#### Your assignment
How many lines of the records contain the string "after", with case counting? Reply with the number alone.

#### Stored items
━━━━━━━━━━

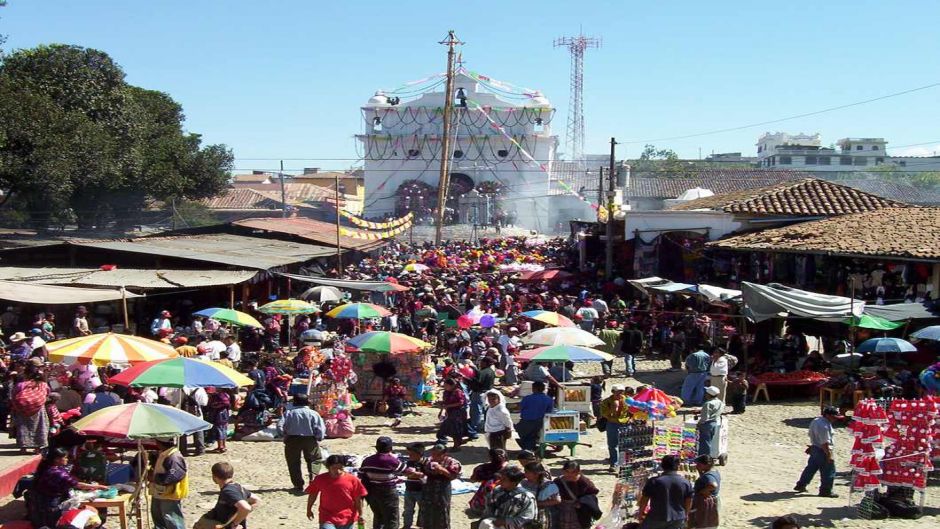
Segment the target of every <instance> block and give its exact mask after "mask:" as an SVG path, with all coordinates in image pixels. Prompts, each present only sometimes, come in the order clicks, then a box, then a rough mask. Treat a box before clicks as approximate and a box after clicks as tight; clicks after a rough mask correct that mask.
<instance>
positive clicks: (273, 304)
mask: <svg viewBox="0 0 940 529" xmlns="http://www.w3.org/2000/svg"><path fill="white" fill-rule="evenodd" d="M258 310H259V311H261V312H263V313H265V314H287V315H288V316H294V315H296V314H312V313H314V312H319V311H320V308H319V307H317V306H316V305H315V304H313V303H308V302H306V301H304V300H302V299H279V300H277V301H272V302H271V303H268V304H266V305H262V306H260V307H259V308H258Z"/></svg>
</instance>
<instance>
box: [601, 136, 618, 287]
mask: <svg viewBox="0 0 940 529" xmlns="http://www.w3.org/2000/svg"><path fill="white" fill-rule="evenodd" d="M616 149H617V140H615V139H614V138H611V139H610V168H609V169H607V180H608V186H607V201H606V204H607V263H606V264H607V266H606V267H605V268H604V271H605V274H604V277H606V278H607V280H608V281H610V280H611V279H613V275H614V196H615V194H616V187H615V186H616V185H617V182H616V178H615V176H616V174H617V173H616V168H615V167H614V165H615V164H616V163H617V162H616V157H617V155H616Z"/></svg>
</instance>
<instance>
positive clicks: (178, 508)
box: [150, 499, 186, 529]
mask: <svg viewBox="0 0 940 529" xmlns="http://www.w3.org/2000/svg"><path fill="white" fill-rule="evenodd" d="M150 516H152V517H153V529H186V523H185V522H183V508H182V506H181V505H180V502H179V501H178V500H157V499H151V500H150Z"/></svg>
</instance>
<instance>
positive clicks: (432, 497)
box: [418, 443, 462, 529]
mask: <svg viewBox="0 0 940 529" xmlns="http://www.w3.org/2000/svg"><path fill="white" fill-rule="evenodd" d="M461 468H462V467H461V466H460V463H459V462H458V461H457V460H456V459H454V458H452V457H450V456H448V455H447V445H445V444H443V443H437V444H435V445H434V446H432V447H431V455H430V457H429V458H428V459H427V462H426V463H425V464H424V465H423V466H422V467H421V468H420V472H419V473H420V474H421V475H422V476H424V478H425V479H426V481H425V483H424V490H422V491H421V501H420V503H419V504H418V506H419V509H418V526H419V527H421V529H450V504H451V482H452V481H453V480H455V479H457V478H459V477H460V471H461Z"/></svg>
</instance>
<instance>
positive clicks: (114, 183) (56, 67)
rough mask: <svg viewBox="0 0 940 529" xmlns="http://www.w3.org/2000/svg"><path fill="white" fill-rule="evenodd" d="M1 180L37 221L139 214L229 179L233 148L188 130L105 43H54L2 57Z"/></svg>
mask: <svg viewBox="0 0 940 529" xmlns="http://www.w3.org/2000/svg"><path fill="white" fill-rule="evenodd" d="M0 116H4V119H2V120H0V189H2V190H3V192H4V200H12V201H13V202H14V205H15V206H16V207H18V208H20V209H23V210H25V211H26V212H27V213H28V214H29V218H30V219H31V223H32V224H33V225H34V226H36V227H38V228H46V227H48V226H49V225H50V224H52V223H56V222H58V223H65V222H76V223H78V225H79V227H82V228H92V227H102V226H105V225H108V224H110V223H112V222H113V223H114V224H115V225H117V226H118V227H126V226H129V225H132V224H134V223H136V221H137V220H138V219H139V218H140V212H141V211H142V210H143V209H144V207H145V205H146V203H147V201H148V200H150V199H157V200H168V199H174V198H180V199H183V198H192V199H198V198H203V197H206V196H211V195H213V194H217V193H218V192H219V191H220V190H221V189H222V187H224V185H225V184H226V183H227V179H228V175H227V173H228V170H230V169H231V166H232V160H233V157H232V153H231V151H230V150H229V149H227V148H226V147H225V146H223V145H209V146H205V147H203V146H202V145H201V139H200V137H199V135H197V134H189V133H184V132H183V128H182V125H183V120H184V115H183V111H182V108H181V107H180V105H179V104H178V103H176V102H175V101H173V99H172V98H171V97H170V96H169V95H167V94H164V93H162V92H156V91H152V90H145V89H143V88H138V87H135V86H131V85H129V84H127V83H126V82H125V80H124V72H123V70H121V68H120V66H118V65H117V64H116V63H114V61H113V60H112V59H111V58H110V57H109V56H108V55H107V54H106V53H104V52H101V51H98V50H92V49H86V48H81V47H78V46H66V45H51V46H39V47H37V48H33V49H29V50H20V51H17V52H15V53H13V54H10V55H8V56H5V57H3V59H2V63H0Z"/></svg>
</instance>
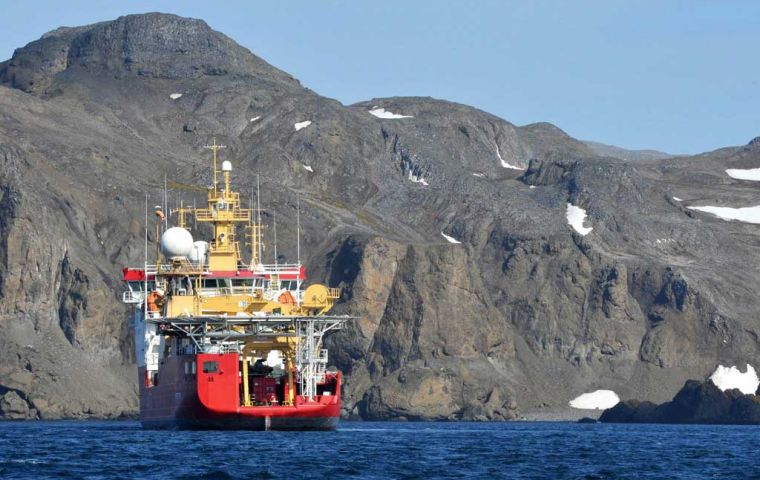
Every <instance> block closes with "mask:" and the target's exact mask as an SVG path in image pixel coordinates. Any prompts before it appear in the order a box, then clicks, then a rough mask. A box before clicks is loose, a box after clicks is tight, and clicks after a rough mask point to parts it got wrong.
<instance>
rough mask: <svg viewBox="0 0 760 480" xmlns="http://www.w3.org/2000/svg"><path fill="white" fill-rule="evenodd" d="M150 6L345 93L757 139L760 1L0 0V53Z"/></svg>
mask: <svg viewBox="0 0 760 480" xmlns="http://www.w3.org/2000/svg"><path fill="white" fill-rule="evenodd" d="M151 11H160V12H168V13H176V14H178V15H183V16H188V17H194V18H201V19H203V20H205V21H206V22H207V23H208V24H209V25H211V27H212V28H214V29H215V30H218V31H221V32H223V33H225V34H227V35H228V36H230V37H231V38H233V39H234V40H235V41H237V42H238V43H240V44H241V45H243V46H245V47H247V48H248V49H250V50H251V51H252V52H253V53H255V54H256V55H258V56H259V57H262V58H263V59H264V60H266V61H268V62H269V63H271V64H272V65H274V66H276V67H278V68H280V69H282V70H285V71H287V72H288V73H290V74H292V75H293V76H295V77H296V78H298V79H299V80H300V81H301V83H302V84H303V85H305V86H306V87H309V88H311V89H312V90H314V91H315V92H317V93H319V94H321V95H324V96H327V97H331V98H335V99H337V100H339V101H341V102H342V103H344V104H351V103H354V102H358V101H361V100H368V99H371V98H374V97H389V96H410V95H414V96H431V97H435V98H441V99H446V100H451V101H455V102H460V103H464V104H467V105H472V106H474V107H477V108H480V109H482V110H485V111H488V112H490V113H493V114H495V115H498V116H500V117H502V118H504V119H505V120H508V121H510V122H512V123H514V124H517V125H524V124H528V123H533V122H540V121H546V122H551V123H553V124H555V125H557V126H559V127H560V128H562V129H563V130H565V131H566V132H567V133H568V134H570V135H572V136H574V137H576V138H580V139H584V140H594V141H599V142H603V143H608V144H612V145H617V146H621V147H624V148H631V149H644V148H651V149H657V150H662V151H666V152H669V153H698V152H703V151H709V150H714V149H716V148H720V147H725V146H732V145H742V144H745V143H747V142H748V141H749V140H751V139H752V138H754V137H756V136H760V108H758V107H760V62H758V61H757V46H758V45H760V28H758V25H760V2H758V1H738V0H737V1H731V2H724V1H718V0H715V1H700V0H689V1H675V0H650V1H624V0H616V1H609V0H598V1H591V0H588V1H584V0H578V1H572V2H570V1H560V0H557V1H541V0H531V1H508V0H479V1H477V2H465V1H454V0H450V1H442V0H437V1H436V0H417V1H409V0H383V1H369V0H367V1H365V0H344V1H339V0H320V1H313V0H311V1H297V0H290V1H273V0H267V1H258V0H238V1H225V0H214V1H209V0H205V1H196V0H183V1H181V2H179V1H176V0H174V1H162V0H153V1H144V0H129V1H105V0H99V1H96V0H89V1H81V0H73V1H65V2H62V1H60V0H56V1H54V0H31V1H24V2H21V1H16V0H13V1H11V0H0V13H2V18H3V32H2V35H0V58H2V59H7V58H10V57H11V55H12V54H13V50H14V49H15V48H17V47H21V46H23V45H26V44H27V43H29V42H31V41H33V40H36V39H37V38H39V37H40V36H41V35H42V34H43V33H45V32H47V31H50V30H52V29H54V28H57V27H59V26H76V25H84V24H88V23H94V22H97V21H103V20H110V19H114V18H116V17H118V16H120V15H126V14H130V13H145V12H151Z"/></svg>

━━━━━━━━━━

#### Written reply
2